LISTED ENTRIES:
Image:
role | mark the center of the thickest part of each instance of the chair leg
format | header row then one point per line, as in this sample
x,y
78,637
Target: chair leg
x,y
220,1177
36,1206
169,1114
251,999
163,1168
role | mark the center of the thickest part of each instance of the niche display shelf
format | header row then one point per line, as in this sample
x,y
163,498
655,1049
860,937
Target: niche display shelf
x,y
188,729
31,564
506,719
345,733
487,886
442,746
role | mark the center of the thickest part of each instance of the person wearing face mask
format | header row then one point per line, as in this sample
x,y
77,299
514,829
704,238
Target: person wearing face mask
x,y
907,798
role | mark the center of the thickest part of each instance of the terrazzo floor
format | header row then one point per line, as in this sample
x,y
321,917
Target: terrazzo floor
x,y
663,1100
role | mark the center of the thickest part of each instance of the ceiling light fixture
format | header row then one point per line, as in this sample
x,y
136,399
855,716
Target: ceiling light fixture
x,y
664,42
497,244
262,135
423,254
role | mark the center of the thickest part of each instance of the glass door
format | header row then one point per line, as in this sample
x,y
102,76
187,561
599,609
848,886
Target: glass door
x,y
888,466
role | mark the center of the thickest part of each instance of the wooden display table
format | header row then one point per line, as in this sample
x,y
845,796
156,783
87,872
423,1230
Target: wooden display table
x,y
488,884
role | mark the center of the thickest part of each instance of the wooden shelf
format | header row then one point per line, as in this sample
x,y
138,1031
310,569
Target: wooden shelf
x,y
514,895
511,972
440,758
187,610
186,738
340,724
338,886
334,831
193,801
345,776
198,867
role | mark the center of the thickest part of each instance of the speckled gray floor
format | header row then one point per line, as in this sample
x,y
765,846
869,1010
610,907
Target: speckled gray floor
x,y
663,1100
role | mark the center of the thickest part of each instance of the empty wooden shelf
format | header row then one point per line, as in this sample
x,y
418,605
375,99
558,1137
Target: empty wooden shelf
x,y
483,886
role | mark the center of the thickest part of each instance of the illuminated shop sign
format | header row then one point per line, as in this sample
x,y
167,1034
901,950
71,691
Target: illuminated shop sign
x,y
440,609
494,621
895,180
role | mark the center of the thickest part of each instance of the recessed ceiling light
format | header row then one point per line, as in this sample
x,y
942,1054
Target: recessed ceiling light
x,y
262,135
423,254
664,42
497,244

YOUR INSTRUCTIONS:
Reproduce the full listing word for word.

YOUR RESPONSE:
Image:
role | mark the center of the thickest part of each instance of the chair leg
format | header row then one point per line, as in this sample
x,y
78,637
Target: chair leg
x,y
220,1177
36,1206
169,1114
251,999
163,1168
role | mark the center of the thickest part of each instance of the niche display shelf
format | header row then one point per line, as in this sample
x,y
163,498
655,1049
860,937
Target: niche display shelf
x,y
188,729
31,564
506,719
345,733
487,886
442,746
role | mark the center of the thickest part of each instance of the person wearing face mask
format | header row then one point per line, as in this sample
x,y
77,299
514,829
704,238
Target: person wearing face mask
x,y
907,798
role | mark the center of the thickest part of each instance of the terrazzo floor
format | header row then one point per line, as in this sample
x,y
321,917
Target: terrazzo floor
x,y
663,1100
role | mark the center of the thickest part of each instance of the ceiling light fixture
format | header row then one point per line, as in this sample
x,y
136,399
855,716
Target: ceiling light fixture
x,y
664,42
497,244
262,135
423,254
role | mark the center of the thickest part of each instance of the glass door
format | header row then one point per line, as in this sample
x,y
102,76
187,561
599,609
848,886
Target: glass door
x,y
888,466
role | mark the center of the thickest part of each instance of the wooden display table
format | header row then one point per line, as in this sample
x,y
845,796
156,783
87,872
423,1230
Target: wooden display table
x,y
488,884
role | mark the center of the thickest part of each instance of the wooden shelf
format | header row then one point per line, as in this sample
x,y
138,1031
310,569
Target: wooden shelf
x,y
514,895
511,972
440,758
187,610
186,738
340,724
338,886
334,831
193,801
345,776
198,867
role | mark the center of the thickest part of each instance of the speckled gray floor
format | header row then one point per line, as in this sample
x,y
765,846
869,1010
610,907
Target: speckled gray floor
x,y
663,1100
role | mark the center of the thickest part of each instance of the empty wooden shelf
format | header row then one point per line, as in this sample
x,y
418,605
375,99
558,1137
Target: empty wooden shelf
x,y
483,886
role | mark the center of the thickest part of each instance of the illuminated shop sign
format | header row then one point per line, as in this sample
x,y
167,1034
901,950
71,691
Target: illuminated shop sign
x,y
440,609
494,621
895,180
role | mark the center of the thickest part of each instance of the recessed ceiling light
format | header row then one point per line, as in this sample
x,y
942,1054
Target: recessed ceiling light
x,y
262,135
423,254
664,42
497,244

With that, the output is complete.